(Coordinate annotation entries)
----
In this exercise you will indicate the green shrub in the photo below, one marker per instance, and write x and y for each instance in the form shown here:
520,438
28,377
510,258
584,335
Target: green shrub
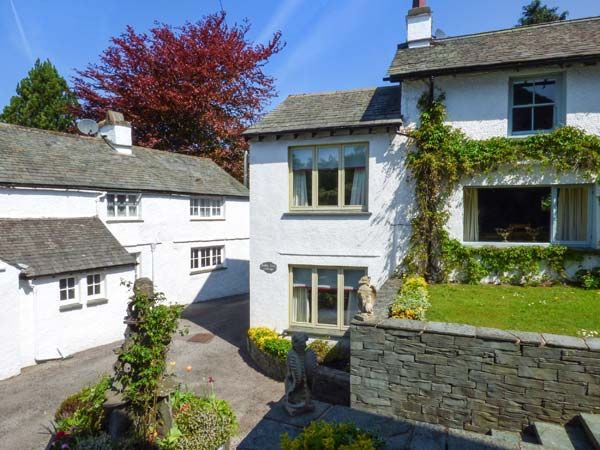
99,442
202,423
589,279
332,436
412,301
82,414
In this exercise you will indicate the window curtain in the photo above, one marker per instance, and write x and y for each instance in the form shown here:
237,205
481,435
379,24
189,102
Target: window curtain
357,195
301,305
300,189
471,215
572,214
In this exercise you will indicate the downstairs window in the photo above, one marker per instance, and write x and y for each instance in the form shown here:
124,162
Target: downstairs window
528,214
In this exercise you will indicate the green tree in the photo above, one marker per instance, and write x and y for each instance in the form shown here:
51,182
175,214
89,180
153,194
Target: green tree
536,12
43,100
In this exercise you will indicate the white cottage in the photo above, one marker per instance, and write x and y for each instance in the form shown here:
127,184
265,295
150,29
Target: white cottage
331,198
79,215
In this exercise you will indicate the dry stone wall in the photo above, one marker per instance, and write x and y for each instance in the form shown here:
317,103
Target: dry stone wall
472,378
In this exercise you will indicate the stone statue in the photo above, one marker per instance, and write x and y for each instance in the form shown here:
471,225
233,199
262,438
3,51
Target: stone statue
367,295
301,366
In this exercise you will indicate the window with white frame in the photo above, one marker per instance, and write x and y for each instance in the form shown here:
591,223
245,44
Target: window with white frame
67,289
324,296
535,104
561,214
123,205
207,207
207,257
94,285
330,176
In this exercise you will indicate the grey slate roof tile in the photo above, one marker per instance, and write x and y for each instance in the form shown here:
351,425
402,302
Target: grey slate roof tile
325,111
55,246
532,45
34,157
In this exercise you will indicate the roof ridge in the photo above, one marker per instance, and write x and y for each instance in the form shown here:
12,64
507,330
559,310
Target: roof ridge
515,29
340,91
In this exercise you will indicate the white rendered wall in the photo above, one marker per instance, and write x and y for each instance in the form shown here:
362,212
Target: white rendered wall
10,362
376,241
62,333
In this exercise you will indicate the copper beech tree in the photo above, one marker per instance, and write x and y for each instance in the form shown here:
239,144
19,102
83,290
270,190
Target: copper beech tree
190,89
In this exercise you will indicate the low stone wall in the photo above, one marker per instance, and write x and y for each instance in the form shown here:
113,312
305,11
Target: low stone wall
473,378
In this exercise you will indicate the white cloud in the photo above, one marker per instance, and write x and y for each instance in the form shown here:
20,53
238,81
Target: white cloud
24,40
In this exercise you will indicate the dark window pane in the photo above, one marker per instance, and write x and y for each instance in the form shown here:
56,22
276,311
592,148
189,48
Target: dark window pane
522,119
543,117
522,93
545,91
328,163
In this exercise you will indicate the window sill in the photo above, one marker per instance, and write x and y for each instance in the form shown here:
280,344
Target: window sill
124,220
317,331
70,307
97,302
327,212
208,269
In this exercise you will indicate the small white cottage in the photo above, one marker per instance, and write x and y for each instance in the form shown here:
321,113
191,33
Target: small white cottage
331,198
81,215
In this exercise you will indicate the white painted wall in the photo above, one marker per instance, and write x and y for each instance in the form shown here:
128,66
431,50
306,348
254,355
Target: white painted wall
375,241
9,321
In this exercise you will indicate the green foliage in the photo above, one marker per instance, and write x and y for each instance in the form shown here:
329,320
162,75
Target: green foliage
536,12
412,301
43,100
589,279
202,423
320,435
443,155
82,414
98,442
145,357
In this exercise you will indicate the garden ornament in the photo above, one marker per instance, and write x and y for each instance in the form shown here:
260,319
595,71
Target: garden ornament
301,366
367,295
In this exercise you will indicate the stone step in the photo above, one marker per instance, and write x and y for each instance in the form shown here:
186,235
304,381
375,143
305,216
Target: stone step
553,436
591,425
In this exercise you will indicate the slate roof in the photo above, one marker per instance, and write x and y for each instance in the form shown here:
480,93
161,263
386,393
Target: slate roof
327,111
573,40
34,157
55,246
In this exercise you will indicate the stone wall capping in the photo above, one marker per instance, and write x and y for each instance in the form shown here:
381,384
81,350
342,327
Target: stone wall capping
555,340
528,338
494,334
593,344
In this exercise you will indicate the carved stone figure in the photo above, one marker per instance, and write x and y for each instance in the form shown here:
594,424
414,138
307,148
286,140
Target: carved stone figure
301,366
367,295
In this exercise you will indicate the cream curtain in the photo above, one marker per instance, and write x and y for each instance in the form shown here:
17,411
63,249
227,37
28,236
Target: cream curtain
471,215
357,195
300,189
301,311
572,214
----
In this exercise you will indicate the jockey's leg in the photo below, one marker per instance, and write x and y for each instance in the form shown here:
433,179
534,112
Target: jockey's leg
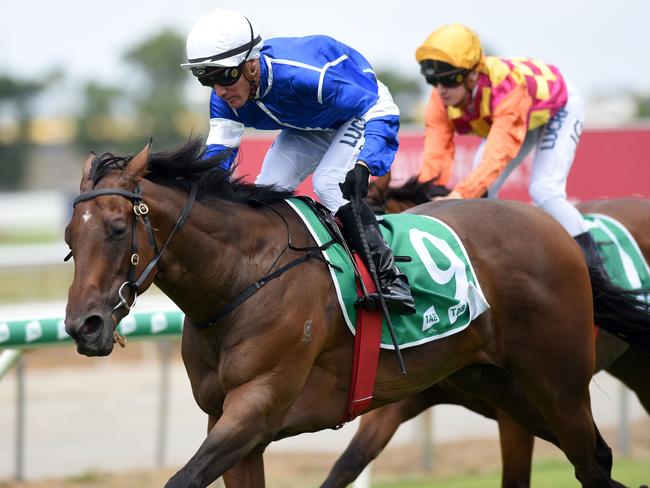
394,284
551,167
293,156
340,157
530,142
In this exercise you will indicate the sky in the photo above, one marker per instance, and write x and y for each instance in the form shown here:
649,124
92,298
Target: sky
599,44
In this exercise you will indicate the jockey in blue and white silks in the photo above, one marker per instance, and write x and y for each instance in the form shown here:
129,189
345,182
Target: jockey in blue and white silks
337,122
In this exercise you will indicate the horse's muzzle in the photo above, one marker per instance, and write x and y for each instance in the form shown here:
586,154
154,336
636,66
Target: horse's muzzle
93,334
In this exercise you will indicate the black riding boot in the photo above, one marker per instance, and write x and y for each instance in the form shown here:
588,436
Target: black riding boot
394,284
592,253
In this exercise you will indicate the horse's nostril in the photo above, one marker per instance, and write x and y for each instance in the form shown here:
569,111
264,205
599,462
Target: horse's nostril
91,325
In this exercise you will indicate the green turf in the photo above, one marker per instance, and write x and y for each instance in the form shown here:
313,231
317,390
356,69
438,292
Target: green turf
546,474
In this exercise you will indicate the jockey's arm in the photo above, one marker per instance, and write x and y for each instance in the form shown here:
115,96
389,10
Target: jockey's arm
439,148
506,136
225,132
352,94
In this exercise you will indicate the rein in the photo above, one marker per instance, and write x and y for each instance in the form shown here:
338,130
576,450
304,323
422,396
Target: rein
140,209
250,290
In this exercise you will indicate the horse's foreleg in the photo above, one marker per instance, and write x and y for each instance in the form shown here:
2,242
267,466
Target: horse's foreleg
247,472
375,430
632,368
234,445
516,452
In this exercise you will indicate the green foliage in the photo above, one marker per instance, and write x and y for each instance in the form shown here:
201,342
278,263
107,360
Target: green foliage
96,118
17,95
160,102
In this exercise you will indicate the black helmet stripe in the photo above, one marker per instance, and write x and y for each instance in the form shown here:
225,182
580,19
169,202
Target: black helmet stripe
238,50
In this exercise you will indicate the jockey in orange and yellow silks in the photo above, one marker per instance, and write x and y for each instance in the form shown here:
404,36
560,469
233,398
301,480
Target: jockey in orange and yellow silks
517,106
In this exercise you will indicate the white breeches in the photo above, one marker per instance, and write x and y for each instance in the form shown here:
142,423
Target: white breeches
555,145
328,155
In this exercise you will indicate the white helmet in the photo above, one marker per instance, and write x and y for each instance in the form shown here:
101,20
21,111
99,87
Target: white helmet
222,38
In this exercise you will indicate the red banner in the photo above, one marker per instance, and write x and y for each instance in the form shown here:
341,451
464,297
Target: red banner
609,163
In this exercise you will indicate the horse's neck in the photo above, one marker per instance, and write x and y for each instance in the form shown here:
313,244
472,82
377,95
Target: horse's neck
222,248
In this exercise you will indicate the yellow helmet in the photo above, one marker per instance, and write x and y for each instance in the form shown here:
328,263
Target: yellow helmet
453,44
----
◆ **AIM OF THE TASK**: From the entries above, filter out and copy each line that holds the string "statue".

◆ **FINISHED EXERCISE**:
In this exercise you will indicate the stone statue in the photo above, one marker per instance, and write x and y for each instance in the form shown here:
Target: stone statue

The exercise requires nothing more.